* [Text excerpt]:

To All
Here is a post made by Chuck Rossier, a fellow prostate cancer patient. I thought the post was wonderful and have permission to share it with all of you. My reply to him is at the end of his post.
Here is a man who knows how to live!!!
Don
---------------------------
From Chuck:
There is nothing special about today - except that I am alive. A long time ago I posted my digest on this list and I expect that hardly anyone paid attention then or remembers it now. I will repeat a few of the highlights here: 12/97 PSA 8.6, 3/98 RRP - aborted due to positive lymph nodes, 4/98 began CHB, 9/98 EBRT. Interspersed with those events are a broken leg, a kidney stone, an emergency gall bladder removal, and 3 episodes of pulmonary emboli.
Today I struggle with incontinence from the EBRT, suffer hot flashes and impotence from the CHB, am subjected to an endless string of blood tests, have to enter the hospital for a week or more for a simple procedure such as a colonoscopy. I have accepted that my future promises bone metastases and an extended period of increasing pain culminating in a death that I will welcome as a release from my suffering.
So, why do I celebrate today? I celebrate because today I feel good. I have a wonderful wife who loves me a great deal and wants me with her regardless of how fast I can run, how much weight I can bench press, how many times a night we can have sex, how much I can remember about yesterday. I have two wonderful children - although at 23 and 21 they are not children except to my wife and I. They constantly show their love to me both in words and by their conduct of their lives.

* [The data]:
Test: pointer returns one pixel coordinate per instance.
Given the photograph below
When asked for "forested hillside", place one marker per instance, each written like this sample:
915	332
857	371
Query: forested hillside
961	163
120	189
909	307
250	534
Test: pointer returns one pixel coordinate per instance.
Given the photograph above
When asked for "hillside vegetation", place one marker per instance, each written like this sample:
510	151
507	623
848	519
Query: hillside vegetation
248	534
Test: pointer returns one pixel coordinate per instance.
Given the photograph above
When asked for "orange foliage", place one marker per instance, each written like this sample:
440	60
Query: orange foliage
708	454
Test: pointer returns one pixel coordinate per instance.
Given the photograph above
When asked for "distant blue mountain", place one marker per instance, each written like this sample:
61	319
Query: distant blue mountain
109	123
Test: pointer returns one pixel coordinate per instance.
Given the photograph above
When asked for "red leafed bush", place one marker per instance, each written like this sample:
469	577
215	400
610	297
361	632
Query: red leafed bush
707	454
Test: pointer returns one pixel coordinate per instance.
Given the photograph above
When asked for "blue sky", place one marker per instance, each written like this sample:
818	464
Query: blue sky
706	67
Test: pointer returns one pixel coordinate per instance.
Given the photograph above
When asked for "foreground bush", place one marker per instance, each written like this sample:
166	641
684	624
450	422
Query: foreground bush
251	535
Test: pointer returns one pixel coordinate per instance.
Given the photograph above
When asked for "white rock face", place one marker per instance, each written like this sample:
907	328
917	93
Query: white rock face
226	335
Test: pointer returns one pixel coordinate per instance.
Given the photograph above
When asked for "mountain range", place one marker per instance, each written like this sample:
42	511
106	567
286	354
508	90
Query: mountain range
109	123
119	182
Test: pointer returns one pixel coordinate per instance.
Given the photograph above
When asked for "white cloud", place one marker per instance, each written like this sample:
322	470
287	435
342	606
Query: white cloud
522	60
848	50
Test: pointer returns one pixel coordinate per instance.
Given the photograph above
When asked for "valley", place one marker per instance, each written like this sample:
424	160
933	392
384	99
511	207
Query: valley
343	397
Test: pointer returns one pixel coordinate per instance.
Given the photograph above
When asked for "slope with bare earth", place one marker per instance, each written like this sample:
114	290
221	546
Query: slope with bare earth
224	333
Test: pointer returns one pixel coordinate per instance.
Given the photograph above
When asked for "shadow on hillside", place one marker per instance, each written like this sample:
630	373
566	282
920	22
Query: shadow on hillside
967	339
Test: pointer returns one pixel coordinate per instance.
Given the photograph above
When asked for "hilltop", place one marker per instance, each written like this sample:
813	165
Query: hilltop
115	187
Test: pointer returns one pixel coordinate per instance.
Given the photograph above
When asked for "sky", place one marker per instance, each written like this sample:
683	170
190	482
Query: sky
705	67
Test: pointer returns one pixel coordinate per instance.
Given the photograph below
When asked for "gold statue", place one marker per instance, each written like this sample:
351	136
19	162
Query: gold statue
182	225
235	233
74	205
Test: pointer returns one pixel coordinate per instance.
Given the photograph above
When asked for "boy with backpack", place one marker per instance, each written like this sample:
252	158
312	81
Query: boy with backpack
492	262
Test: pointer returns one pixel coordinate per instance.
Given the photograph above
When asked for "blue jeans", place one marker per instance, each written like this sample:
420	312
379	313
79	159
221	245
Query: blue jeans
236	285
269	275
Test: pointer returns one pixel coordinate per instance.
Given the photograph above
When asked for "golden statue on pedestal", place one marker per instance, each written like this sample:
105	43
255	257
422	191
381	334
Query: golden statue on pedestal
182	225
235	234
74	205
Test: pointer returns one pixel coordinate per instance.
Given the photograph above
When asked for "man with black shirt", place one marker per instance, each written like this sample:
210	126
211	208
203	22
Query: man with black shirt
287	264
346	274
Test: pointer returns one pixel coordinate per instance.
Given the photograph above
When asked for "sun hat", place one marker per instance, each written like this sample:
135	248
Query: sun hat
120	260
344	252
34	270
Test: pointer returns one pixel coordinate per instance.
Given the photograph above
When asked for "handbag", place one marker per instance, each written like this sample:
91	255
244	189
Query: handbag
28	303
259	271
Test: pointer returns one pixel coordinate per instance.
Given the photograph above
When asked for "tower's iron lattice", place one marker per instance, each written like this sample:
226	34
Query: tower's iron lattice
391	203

* [Problem]: Reproduce the entire prostate cancer post shown above, word for word, from "To All" through its final sentence.

* [Solution to the exercise]:
To All
Here is a post made by Chuck Rossier, a fellow prostate cancer patient. I thought the post was wonderful and have permission to share it with all of you. My reply to him is at the end of his post.
Here is a man who knows how to live!!!
Don
---------------------------
From Chuck:
There is nothing special about today - except that I am alive. A long time ago I posted my digest on this list and I expect that hardly anyone paid attention then or remembers it now. I will repeat a few of the highlights here: 12/97 PSA 8.6, 3/98 RRP - aborted due to positive lymph nodes, 4/98 began CHB, 9/98 EBRT. Interspersed with those events are a broken leg, a kidney stone, an emergency gall bladder removal, and 3 episodes of pulmonary emboli.
Today I struggle with incontinence from the EBRT, suffer hot flashes and impotence from the CHB, am subjected to an endless string of blood tests, have to enter the hospital for a week or more for a simple procedure such as a colonoscopy. I have accepted that my future promises bone metastases and an extended period of increasing pain culminating in a death that I will welcome as a release from my suffering.
So, why do I celebrate today? I celebrate because today I feel good. I have a wonderful wife who loves me a great deal and wants me with her regardless of how fast I can run, how much weight I can bench press, how many times a night we can have sex, how much I can remember about yesterday. I have two wonderful children - although at 23 and 21 they are not children except to my wife and I. They constantly show their love to me both in words and by their conduct of their lives.